Lambda IV: Use the Power of Lambda

Wednesday. November 01, 2017 - 17 mins

In my last post in this series, we have developed all the building blogs for our data science application - we only miss the parallelisation setup.

This is part four on my series on Amazon Lambda for Data Science. To see how this all comes together, we will develop a real-world data science applications in this blog post series over the next time.

You can find the code of this series on my github account (will be updated when we go on). The version of this post is stored in tag part-four.

The application is running and working as expected - but where is the benefit of using possibly 1000 parallel invocations of Amazon Lambda if we run our code sequentially on only one core? Before we go into the details, let me give you some first remarks on this subject

In this tutorial I will assume, that your data science code can easily be parallelised for a given data set - in our case the feature calculation can run independently for different ids of the data set. This may not be the case in your use-case.
The benefit of parallelisation always comes with the drawback of overhead because of process management (or Lambda function management in our case) and streaming (which is even worse in our case, as we have to stream over the network to the next lambda function instead of only streaming to a different process). Do not underestimate this! We will see this effect clearly, when we do some performance studies.
The current limit for parallel executions of Lambda functions is 1000 invocations. If we assume something like up to 10 needed Lambda invocations for a given request, we can handle 100 users in parallel before the request needs to be throttled down. This is probably enough if you are running a small data science application, but will not be sufficient in large scale applications. You can in principle call the Amazon support to increase your limit here, but as discussed in the first post in this series, it may be beneficial to use other possibilities (e.g. Amazon EC2). The good thing: the developed flask application runs without any problems on EC2 - you just have to change the way the parallelisation is done (e.g. use a multiprocessing Pool or packages like distributed).

After this is settled, lets start!

One - Two - Many

The important parts of the current version of the my_map function looks as follows:

def my_map(f, data, chunksize):
    partitioned_chunks = partition(data, chunk_size=chunksize)
    map_function = partial(feature_calculation_on_chunks, f=f)

    result = map(map_function, partitioned_chunks)

● WHAT IS BEING ASKED: Write the next part of the Amazon Lambda post, starting after its last line of code. The data that comes next has nothing to do with the Amazon Lambda post.

● DATASET RECORDS:
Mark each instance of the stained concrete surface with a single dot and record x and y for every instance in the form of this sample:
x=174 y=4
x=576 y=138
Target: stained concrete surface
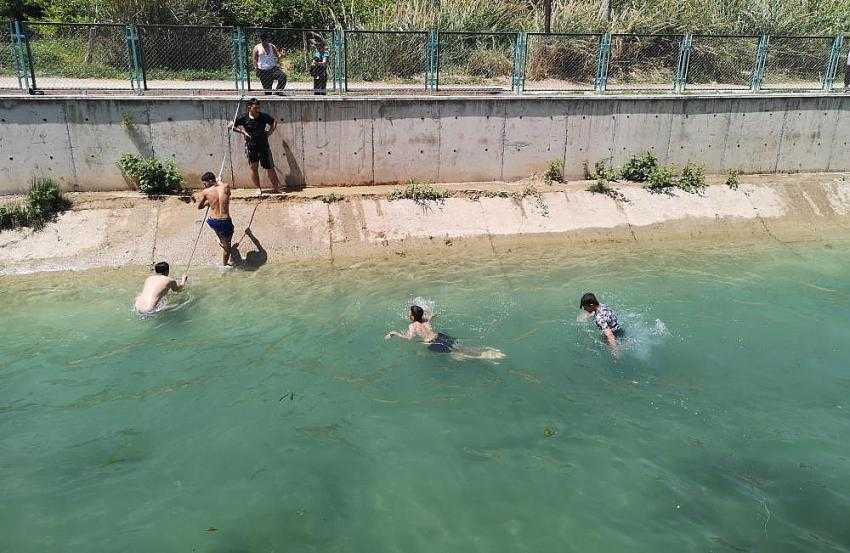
x=117 y=229
x=368 y=140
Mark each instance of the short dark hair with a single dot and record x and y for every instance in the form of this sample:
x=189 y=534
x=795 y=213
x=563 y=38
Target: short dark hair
x=418 y=313
x=588 y=300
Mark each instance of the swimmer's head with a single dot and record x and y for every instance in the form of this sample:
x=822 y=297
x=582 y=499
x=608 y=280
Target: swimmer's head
x=589 y=302
x=208 y=179
x=417 y=314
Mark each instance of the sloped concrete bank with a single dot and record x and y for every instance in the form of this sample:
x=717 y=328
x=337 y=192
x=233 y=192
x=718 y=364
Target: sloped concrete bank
x=108 y=230
x=370 y=140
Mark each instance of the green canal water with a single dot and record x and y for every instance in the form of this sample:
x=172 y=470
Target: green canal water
x=267 y=413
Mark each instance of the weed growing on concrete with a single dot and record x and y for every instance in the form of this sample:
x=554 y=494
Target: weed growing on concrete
x=419 y=193
x=661 y=178
x=692 y=178
x=128 y=121
x=602 y=171
x=150 y=175
x=601 y=186
x=42 y=204
x=331 y=198
x=732 y=179
x=555 y=171
x=639 y=168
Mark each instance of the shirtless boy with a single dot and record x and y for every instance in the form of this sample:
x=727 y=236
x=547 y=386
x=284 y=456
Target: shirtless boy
x=156 y=287
x=216 y=195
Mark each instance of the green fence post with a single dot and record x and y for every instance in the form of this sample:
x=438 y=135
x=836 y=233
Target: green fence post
x=23 y=56
x=760 y=63
x=833 y=62
x=239 y=54
x=685 y=47
x=432 y=60
x=520 y=50
x=340 y=71
x=134 y=58
x=602 y=58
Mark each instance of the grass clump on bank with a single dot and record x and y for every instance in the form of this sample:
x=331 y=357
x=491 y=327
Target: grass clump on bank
x=419 y=193
x=43 y=202
x=150 y=175
x=331 y=198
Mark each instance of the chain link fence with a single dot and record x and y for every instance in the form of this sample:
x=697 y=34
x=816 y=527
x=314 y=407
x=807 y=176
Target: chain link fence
x=561 y=62
x=8 y=72
x=475 y=61
x=720 y=62
x=643 y=62
x=297 y=48
x=383 y=60
x=78 y=56
x=181 y=57
x=65 y=56
x=796 y=63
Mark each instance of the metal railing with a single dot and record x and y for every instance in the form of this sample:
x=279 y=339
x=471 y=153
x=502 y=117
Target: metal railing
x=39 y=56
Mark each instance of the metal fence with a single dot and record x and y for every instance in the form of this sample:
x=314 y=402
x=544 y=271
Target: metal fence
x=40 y=56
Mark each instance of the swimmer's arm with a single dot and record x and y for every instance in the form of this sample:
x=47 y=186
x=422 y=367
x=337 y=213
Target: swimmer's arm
x=407 y=335
x=175 y=286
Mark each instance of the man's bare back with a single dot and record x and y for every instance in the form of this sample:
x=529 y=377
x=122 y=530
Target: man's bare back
x=218 y=198
x=155 y=288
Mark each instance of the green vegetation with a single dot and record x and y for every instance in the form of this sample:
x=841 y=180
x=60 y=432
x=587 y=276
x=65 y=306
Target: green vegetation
x=419 y=193
x=661 y=178
x=41 y=205
x=555 y=171
x=464 y=59
x=151 y=176
x=692 y=178
x=732 y=179
x=331 y=198
x=639 y=168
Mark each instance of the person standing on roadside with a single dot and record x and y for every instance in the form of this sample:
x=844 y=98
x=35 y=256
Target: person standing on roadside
x=319 y=68
x=847 y=74
x=257 y=127
x=267 y=65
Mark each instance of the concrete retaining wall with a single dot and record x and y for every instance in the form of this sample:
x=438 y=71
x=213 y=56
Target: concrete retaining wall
x=379 y=140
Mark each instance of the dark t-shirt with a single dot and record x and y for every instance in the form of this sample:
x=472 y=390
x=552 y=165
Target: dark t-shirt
x=256 y=128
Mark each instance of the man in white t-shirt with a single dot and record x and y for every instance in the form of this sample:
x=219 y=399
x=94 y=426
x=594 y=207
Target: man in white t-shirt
x=266 y=58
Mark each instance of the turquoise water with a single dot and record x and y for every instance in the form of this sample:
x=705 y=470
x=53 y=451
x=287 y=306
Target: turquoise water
x=267 y=413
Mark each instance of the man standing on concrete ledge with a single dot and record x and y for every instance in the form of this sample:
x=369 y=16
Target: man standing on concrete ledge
x=267 y=64
x=257 y=127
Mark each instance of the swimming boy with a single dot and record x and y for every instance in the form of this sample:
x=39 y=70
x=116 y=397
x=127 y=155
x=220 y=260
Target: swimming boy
x=156 y=287
x=604 y=318
x=420 y=327
x=216 y=195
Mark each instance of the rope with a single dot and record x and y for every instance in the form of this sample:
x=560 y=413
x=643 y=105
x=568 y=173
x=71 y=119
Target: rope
x=226 y=156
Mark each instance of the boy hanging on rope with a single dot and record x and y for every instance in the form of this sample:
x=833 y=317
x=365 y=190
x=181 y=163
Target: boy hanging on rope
x=216 y=195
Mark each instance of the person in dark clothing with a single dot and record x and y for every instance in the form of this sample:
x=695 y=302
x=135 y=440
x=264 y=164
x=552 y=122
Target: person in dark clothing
x=257 y=127
x=266 y=58
x=319 y=68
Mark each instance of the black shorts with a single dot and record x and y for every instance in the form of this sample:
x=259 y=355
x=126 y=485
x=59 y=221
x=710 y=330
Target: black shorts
x=261 y=154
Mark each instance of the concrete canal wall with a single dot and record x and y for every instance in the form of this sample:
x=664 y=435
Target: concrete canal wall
x=354 y=141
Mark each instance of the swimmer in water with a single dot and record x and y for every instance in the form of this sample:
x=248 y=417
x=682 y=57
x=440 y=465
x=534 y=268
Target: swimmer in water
x=604 y=318
x=420 y=327
x=156 y=287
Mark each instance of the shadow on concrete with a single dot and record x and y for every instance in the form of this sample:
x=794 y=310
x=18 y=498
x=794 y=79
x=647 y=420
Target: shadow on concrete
x=295 y=179
x=254 y=259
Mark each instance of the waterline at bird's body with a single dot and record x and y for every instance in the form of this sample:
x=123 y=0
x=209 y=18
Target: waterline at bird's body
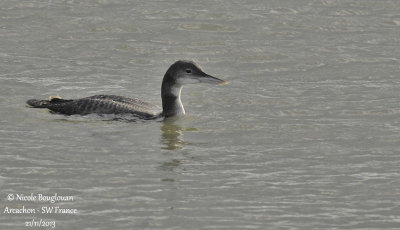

● WRITTEN REPLY:
    reduced_result = list(itertools.chain.from_iterable(result))

    return reduced_result

We will replace the map call with the following (pseudo-like code):

def distribute_to_lambda(map_function, iterable_data):
    for each data in iterable_data (run in parallel):
        arguments = map_function and data
        pack arguments to make them streamable
        start new lambda function, that:
            unpacks the arguments
            calls the map_function
            packs the result
        wait for the end of the Lambda call
        unpack the result
     return every result

We will start all Lambda functions in parallel, because their invocation will block until they are finished. We are not using an event or callback based workflow here - although it would be possible (but harder to implement).

We will start by writing the packer and unpacker functions.

Packing and Unpacking

We will need to transport the results of the calculation from and the input chunk list to the Lambda function. So we need methods for packing up arbitrary python objects into a stream of chars, that is transportable in a JSON (because this is how the Lambdas will communicate). We will make a very strong assumption here: everything we want to stream over the network will always be in the form list of dicts of native python types. This is quite limiting on our implementation, but if you think of it, it is exactly what we need in case of data science: everything can be broken down to lists of numbers and strings.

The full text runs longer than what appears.